Text provided
--- START ---
Speculation SHCC non-functioning is baseless, Organization is fully active to regulate the healthcare system of Sindh: Dr. Siddiqi
Sindh Health Care Commission (SHCC) is fully functional and continuing its activities in accordance with the law and regulations, these points were discussed by Dr. Ahson Qavi Siddiqi, CEO of SHCC during the meeting with delegations of healthcare providers.
Over the past year, certain influences have created a perception that the SHCC has been inactive due to the absence of the Board of Commissioners (BoC).
It’s important to clarify that the SHCC operates as an independent legal entity in accordance with the SHCC Act and Regulations.
Under the SHCC Act, the Board of Commissioners primarily holds a supervisory role concerning strategic policies and guidance.
In contrast, operational activities are managed by the CEO, supported by a team of seven Directors and other members.
However, he emphasized that timely notification of Board is crucial to address the evolving policy matters at the Commission.
Dr. Siddiqi highlighted the significance of distinguishing between qualified medical professionals and unauthorized practitioners.
He emphasized that all operations teams have been instructed to treat qualified doctors with the dignity they deserve and facilitate them to overcome the deficiencies if any while quacks should be considered as criminals and be dealt with stern actions with the support of Law Enforcement Agencies.
Dr. Siddiqi underscored that individuals acting as team of Commission with fake identity are operating in the whole province, unnecessarily harassing the legitimate doctors.
In this regard, some impersonators have already been identified and legal action is under process against them. Moreover, he said that to counter this, the Commission has distributed Bar Coded identity cards to its employees.
This initiative would enable the practitioners the ability to verify the authenticity of team members by checking their ID cards and confirming their legal authorization by scanning with their cell phones.
--- END ---
Problem set
1: Say whether each statement agrees with the text on the Sindh Health Care Commission. Answer yes or no for each and quote the words of the text that decide it.
(a) The Board of Commissioners manages the SHCC's operational activities.
(b) The Commission has given its employees bar-coded identity cards.
(c) Legal action against the identified impersonators has been completed.
2: Write out the part of the text on the Sindh Health Care Commission that opens with the words containing "In contrast, operational" and closes with "Law Enforcement Agencies.".

Given records
--- START ---
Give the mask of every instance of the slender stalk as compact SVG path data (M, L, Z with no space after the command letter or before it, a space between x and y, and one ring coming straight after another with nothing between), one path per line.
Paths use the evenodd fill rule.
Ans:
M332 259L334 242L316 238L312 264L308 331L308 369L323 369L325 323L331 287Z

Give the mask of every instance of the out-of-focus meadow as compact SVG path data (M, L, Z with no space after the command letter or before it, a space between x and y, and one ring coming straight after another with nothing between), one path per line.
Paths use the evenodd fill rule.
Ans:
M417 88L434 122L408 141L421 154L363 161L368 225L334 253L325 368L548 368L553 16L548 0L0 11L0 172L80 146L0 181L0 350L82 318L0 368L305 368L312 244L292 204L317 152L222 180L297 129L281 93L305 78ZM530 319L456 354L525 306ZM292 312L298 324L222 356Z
--- END ---
--- START ---
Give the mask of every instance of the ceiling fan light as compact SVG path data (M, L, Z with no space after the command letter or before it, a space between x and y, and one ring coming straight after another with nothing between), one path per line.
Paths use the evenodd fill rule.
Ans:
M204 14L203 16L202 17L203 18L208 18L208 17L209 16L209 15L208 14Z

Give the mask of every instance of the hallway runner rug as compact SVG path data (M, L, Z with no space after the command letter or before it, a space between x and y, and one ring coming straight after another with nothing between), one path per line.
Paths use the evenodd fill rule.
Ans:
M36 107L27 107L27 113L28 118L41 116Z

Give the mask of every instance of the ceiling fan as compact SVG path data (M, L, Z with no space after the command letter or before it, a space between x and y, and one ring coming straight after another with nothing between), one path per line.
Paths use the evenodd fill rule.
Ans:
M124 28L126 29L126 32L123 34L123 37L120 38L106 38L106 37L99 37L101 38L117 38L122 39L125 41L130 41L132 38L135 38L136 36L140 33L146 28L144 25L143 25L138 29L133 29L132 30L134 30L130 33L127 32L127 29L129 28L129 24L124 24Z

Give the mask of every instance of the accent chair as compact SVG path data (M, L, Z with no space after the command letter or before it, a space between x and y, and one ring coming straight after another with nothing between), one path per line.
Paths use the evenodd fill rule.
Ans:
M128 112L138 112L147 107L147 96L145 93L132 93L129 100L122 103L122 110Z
--- END ---
Expected responses
1:
(a) No: "operational activities are managed by the CEO, supported by a team of seven Directors and other members."
(b) Yes: "the Commission has distributed Bar Coded identity cards to its employees."
(c) No: "legal action is under process against them."

2:
In contrast, operational activities are managed by the CEO, supported by a team of seven Directors and other members.
However, he emphasized that timely notification of Board is crucial to address the evolving policy matters at the Commission.
Dr. Siddiqi highlighted the significance of distinguishing between qualified medical professionals and unauthorized practitioners.
He emphasized that all operations teams have been instructed to treat qualified doctors with the dignity they deserve and facilitate them to overcome the deficiencies if any while quacks should be considered as criminals and be dealt with stern actions with the support of Law Enforcement Agencies.